## WHAT THE TASK ASKS
Give again, word for word, each line below starting at the one that contains "Target: wheel arch" and ending at the one that contains "Target: gravel ground".

## PROVIDED MATERIAL
::::::::
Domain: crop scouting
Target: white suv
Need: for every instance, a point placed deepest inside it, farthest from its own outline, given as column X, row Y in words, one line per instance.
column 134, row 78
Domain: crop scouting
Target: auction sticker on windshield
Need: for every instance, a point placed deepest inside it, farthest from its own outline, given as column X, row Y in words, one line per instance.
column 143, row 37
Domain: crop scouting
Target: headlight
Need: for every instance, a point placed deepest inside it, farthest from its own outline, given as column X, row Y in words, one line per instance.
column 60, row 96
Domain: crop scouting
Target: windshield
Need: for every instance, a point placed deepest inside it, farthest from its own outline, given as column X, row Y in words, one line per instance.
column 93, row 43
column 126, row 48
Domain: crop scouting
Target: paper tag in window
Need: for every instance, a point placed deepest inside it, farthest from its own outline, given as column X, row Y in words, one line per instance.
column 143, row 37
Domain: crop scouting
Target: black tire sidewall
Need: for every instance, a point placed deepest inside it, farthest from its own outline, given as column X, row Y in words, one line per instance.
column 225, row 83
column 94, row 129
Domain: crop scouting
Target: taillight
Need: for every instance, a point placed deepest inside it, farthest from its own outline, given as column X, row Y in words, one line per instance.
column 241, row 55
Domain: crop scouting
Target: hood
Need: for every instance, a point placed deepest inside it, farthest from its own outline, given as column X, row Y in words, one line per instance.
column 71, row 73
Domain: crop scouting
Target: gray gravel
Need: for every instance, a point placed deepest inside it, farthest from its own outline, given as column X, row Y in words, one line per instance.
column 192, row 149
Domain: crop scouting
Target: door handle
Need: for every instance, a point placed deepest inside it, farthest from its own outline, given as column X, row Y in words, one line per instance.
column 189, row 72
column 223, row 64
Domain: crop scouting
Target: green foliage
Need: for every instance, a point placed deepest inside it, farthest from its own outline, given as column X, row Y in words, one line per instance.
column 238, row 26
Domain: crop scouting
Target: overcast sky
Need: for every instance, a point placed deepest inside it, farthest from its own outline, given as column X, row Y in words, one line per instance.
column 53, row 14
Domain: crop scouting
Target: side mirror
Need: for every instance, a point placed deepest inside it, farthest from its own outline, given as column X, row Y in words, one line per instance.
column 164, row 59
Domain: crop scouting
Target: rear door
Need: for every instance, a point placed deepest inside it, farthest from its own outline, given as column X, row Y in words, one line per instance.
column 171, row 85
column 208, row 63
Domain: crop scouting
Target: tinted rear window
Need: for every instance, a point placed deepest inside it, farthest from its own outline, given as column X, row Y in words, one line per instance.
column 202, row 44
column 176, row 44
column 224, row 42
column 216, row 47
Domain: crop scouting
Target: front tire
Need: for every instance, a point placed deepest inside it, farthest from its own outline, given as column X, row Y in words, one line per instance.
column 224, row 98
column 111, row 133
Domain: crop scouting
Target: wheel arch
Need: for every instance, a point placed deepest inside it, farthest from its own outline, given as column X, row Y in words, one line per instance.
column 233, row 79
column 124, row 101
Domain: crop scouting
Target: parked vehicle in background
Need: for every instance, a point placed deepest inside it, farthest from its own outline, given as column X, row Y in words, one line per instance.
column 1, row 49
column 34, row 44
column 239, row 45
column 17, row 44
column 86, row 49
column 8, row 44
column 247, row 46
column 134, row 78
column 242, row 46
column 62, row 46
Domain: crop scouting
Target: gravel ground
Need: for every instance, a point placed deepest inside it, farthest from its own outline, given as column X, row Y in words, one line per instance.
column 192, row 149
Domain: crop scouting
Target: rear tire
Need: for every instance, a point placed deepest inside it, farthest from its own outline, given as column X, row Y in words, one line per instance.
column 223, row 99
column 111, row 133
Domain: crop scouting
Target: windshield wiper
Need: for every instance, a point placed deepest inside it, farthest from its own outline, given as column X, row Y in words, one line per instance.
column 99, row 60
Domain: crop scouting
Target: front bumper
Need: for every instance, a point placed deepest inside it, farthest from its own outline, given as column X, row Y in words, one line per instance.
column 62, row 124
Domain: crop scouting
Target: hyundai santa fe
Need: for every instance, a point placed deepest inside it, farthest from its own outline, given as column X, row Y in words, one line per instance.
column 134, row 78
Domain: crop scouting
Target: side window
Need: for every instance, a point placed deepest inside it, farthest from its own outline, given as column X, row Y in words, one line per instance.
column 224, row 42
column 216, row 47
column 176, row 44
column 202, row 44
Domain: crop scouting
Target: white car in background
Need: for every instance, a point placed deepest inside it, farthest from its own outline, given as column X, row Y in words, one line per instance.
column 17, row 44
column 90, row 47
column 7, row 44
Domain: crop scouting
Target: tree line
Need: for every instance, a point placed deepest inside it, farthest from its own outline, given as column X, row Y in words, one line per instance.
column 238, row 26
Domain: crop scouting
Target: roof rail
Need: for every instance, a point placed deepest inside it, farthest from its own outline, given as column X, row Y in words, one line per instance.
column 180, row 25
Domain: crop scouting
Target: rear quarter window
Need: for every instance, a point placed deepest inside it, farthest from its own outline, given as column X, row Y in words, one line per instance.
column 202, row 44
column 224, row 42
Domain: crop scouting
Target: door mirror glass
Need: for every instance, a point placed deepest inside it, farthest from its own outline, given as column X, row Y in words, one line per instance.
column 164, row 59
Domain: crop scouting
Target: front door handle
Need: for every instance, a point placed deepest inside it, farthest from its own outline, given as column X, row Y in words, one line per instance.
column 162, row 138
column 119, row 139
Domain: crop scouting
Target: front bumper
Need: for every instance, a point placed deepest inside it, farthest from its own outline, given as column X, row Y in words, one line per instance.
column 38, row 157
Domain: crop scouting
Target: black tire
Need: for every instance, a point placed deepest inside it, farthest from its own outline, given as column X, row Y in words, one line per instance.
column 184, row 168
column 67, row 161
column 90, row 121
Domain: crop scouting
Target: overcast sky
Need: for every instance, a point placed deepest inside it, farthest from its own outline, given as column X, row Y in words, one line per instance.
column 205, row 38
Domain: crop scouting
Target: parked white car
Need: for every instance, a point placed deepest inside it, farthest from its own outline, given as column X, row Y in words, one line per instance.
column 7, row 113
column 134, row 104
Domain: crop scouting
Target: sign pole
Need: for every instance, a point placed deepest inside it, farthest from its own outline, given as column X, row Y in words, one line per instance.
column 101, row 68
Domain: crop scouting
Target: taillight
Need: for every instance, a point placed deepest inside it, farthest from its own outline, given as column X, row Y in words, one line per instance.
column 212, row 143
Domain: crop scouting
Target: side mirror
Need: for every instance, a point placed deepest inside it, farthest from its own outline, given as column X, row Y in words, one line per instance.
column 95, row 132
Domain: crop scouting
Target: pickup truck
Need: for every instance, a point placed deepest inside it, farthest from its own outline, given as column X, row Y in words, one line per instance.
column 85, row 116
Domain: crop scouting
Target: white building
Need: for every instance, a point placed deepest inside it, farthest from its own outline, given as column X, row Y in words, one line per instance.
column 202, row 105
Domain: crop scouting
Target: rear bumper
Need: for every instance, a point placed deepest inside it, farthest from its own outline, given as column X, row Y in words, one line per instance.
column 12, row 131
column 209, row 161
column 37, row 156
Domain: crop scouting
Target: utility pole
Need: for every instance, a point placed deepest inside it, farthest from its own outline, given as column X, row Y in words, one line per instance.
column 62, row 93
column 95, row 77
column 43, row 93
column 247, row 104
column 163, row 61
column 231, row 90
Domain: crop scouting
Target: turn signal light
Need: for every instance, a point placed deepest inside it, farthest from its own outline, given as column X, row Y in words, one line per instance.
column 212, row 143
::::::::
## SOLUTION TO THIS EXERCISE
Target: wheel arch
Need: for every instance, a point placed deepest inside it, farthest from its own outline, given as column X, row Y in words, one line per instance.
column 233, row 79
column 124, row 101
Domain: crop scouting
Target: parked vehicle in background
Need: for every instance, a point placed deepest inside it, farthest from its own outline, given as column X, row Y in words, one line per instance.
column 1, row 49
column 34, row 44
column 239, row 45
column 17, row 44
column 86, row 49
column 8, row 44
column 247, row 46
column 134, row 78
column 242, row 46
column 62, row 46
Domain: crop scouting
Target: gravel ground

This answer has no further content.